Stated exercise
Carry on the case summary below about the asylum applicants' proceedings before the Belgian authorities and the ECtHR, starting right after its final sentence.

Source passage
________________________
The Applicants each lodged three further applications for asylum in May, June and August 2012. The Immigration Office refused to consider these on the basis that no new elements had been raised to indicate a well-founded fear of persecution or serious harm, despite the fact that some additional documents had been provided. In respect of all three further applications, the Applicants also applied to the Council of Aliens Law Litigation, seeking actions for annulment of these decisions as well as an extreme urgency procedure in relation to the orders to leave the territory. However, their appeals were again rejected in turn for a lack of new elements.
In September 2012, the Applicants were granted interim measures by the ECtHR under Article 39, preventing their deportation to Russia throughout the duration of proceedings before the ECtHR. Before the Court, the Applicants complain that their expulsion to Russia would constitute treatment contrary to Article 3 of the ECHR, and that they have not had access to an effective remedy in relation to the dismissal of their fourth application for asylum, in violation of Article 13.
________________________
Data records
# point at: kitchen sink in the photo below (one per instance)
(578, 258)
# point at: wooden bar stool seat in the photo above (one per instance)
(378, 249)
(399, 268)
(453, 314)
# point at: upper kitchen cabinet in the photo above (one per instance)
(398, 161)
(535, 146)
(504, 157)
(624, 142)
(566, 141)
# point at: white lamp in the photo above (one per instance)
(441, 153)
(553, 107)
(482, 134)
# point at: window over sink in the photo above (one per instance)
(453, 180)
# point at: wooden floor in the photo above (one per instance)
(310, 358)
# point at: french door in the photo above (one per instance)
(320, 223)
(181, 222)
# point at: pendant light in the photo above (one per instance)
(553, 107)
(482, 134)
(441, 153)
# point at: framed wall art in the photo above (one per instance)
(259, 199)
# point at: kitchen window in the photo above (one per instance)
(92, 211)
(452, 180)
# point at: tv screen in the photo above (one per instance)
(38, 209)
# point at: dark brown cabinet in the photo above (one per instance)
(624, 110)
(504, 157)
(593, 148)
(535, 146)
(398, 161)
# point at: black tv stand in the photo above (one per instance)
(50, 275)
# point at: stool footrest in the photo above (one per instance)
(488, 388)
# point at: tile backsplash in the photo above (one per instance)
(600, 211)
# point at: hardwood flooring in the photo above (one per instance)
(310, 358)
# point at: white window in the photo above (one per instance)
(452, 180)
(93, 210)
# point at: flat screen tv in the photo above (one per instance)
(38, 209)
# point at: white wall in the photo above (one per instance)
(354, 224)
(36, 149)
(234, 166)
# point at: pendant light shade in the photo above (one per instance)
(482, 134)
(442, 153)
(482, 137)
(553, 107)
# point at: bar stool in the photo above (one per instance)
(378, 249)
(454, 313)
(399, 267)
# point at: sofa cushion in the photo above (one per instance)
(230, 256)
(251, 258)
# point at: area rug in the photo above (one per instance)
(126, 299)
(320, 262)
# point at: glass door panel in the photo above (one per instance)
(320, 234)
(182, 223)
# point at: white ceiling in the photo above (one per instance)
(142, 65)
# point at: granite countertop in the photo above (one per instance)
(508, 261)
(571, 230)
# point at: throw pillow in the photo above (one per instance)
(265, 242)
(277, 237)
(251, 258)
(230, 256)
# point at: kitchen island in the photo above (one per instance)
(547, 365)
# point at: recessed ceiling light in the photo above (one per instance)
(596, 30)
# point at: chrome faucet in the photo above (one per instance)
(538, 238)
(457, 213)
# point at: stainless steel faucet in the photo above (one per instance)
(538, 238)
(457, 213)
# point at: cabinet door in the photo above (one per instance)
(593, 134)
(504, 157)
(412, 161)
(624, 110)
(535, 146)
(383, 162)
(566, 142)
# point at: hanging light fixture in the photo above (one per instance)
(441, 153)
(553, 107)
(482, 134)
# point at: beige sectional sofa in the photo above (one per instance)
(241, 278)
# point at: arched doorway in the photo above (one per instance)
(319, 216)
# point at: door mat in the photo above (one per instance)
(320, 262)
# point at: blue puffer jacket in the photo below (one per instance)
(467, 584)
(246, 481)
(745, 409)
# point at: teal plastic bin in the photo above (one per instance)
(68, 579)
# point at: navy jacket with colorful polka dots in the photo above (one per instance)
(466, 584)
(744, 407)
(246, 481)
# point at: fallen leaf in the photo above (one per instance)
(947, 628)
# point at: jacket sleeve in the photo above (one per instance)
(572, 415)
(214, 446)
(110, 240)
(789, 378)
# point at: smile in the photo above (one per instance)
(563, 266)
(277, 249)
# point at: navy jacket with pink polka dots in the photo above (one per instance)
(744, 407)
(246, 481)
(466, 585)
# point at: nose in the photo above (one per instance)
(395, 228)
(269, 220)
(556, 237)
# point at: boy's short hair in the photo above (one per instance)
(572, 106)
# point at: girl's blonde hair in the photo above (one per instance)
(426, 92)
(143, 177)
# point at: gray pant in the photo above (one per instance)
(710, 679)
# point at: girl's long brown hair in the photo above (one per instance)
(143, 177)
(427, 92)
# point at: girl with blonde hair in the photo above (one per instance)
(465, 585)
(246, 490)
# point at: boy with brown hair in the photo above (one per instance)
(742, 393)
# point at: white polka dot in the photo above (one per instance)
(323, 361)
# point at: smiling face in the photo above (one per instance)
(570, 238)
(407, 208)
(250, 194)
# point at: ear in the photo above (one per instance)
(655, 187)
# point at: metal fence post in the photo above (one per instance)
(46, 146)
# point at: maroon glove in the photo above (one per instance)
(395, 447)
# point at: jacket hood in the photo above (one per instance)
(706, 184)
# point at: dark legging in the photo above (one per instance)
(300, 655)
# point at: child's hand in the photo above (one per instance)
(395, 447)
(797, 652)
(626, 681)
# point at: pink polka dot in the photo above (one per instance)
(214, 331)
________________________
Response to this task
Decision & reasoning:
Article 3
The Court first emphasised that Article 3 imposes an obligation on states not to deport an individual where there is evidence that doing so would expose him or her to a real risk of being subjected to inhuman and degrading treatment or punishment (Saadi v UK, N v UK, Hirsi Jamaa and others v Italy). It stressed that for these purposes, Article 3 calls for a thorough (Sultanti v France) and independent (Jabari v Turkey) investigation of the potential risks, but that this does not prevent states from adopting accelerated procedures for processing repeated or manifestly ill-founded claims (Mohammed v Austria).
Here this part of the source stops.